*Document segment*.
....

Despite the success of this policy of passive resistance, the years after Caligula’s reign saw the growth of violent resistance to Roman rule. Caligula’s madness seems to have driven home the point that the beneficence of Roman rule was not secure, and that the only way to ensure the safety and sanctity of the Temple was to expel the Romans from the country and to remove those Jews who actively supported them.

This process might have been prevented had Agrippa I been blessed with as long a reign as his grandfather, Herod the Great. Instead, Agrippa I ruled for only three years (41–44 CE). Despite his short reign, he was a popular king; both Josephus and rabbinic literature have only nice things to say about him. In some respects he resembled his grandfather. He was a wily and able politician. He sponsored pagan games at Caesarea and bestowed magnificent gifts on Beirut, a pagan city. But, unlike Herod, he was not criticized for these donations, for in other respects he was Herod’s superior. He lacked Herod’s brutality. Whereas Herod refrained from flouting traditional Jewish laws in the Jewish areas of his domain, Agrippa was conspicuous for observing them. In the political sphere, he tried to attain a modest degree of independence from Rome. He even began the construction of a new wall on the northern side of Jerusalem; had it been completed, Josephus says, the city would have been impregnable during the Jewish revolt that erupted in 66 CE

Had Agrippa reigned a long time, perhaps the disaffected elements in Judea would have been reconciled again to foreign dominion. On Agrippa’s death in 44 CE, however, Judea once again became the domain of the Roman procurators. There was no longer a Jewish authority who, despite ultimate subservience to Rome, could satisfy Jewish nationalist aspirations.

....

*Source excerpt*.
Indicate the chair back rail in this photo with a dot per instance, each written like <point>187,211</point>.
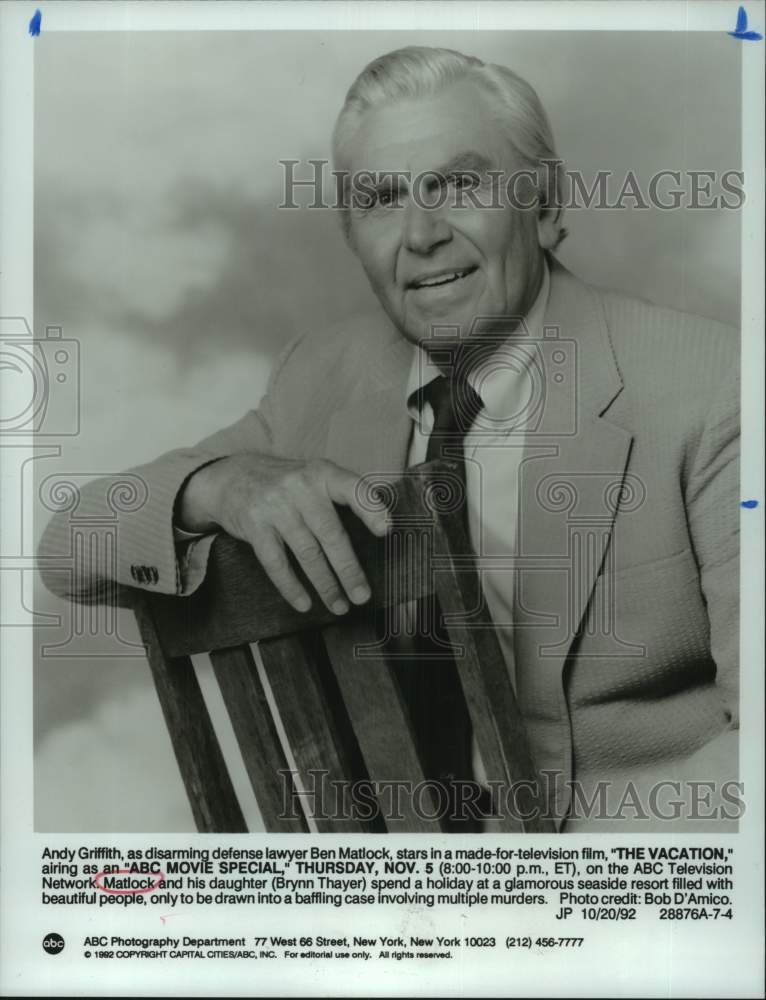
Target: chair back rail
<point>330,680</point>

....

*The request*.
Print the entire passage on Agrippa I and Roman rule in Judea, word for word.

*Exercise answer*.
Despite the success of this policy of passive resistance, the years after Caligula’s reign saw the growth of violent resistance to Roman rule. Caligula’s madness seems to have driven home the point that the beneficence of Roman rule was not secure, and that the only way to ensure the safety and sanctity of the Temple was to expel the Romans from the country and to remove those Jews who actively supported them.

This process might have been prevented had Agrippa I been blessed with as long a reign as his grandfather, Herod the Great. Instead, Agrippa I ruled for only three years (41–44 CE). Despite his short reign, he was a popular king; both Josephus and rabbinic literature have only nice things to say about him. In some respects he resembled his grandfather. He was a wily and able politician. He sponsored pagan games at Caesarea and bestowed magnificent gifts on Beirut, a pagan city. But, unlike Herod, he was not criticized for these donations, for in other respects he was Herod’s superior. He lacked Herod’s brutality. Whereas Herod refrained from flouting traditional Jewish laws in the Jewish areas of his domain, Agrippa was conspicuous for observing them. In the political sphere, he tried to attain a modest degree of independence from Rome. He even began the construction of a new wall on the northern side of Jerusalem; had it been completed, Josephus says, the city would have been impregnable during the Jewish revolt that erupted in 66 CE

Had Agrippa reigned a long time, perhaps the disaffected elements in Judea would have been reconciled again to foreign dominion. On Agrippa’s death in 44 CE, however, Judea once again became the domain of the Roman procurators. There was no longer a Jewish authority who, despite ultimate subservience to Rome, could satisfy Jewish nationalist aspirations.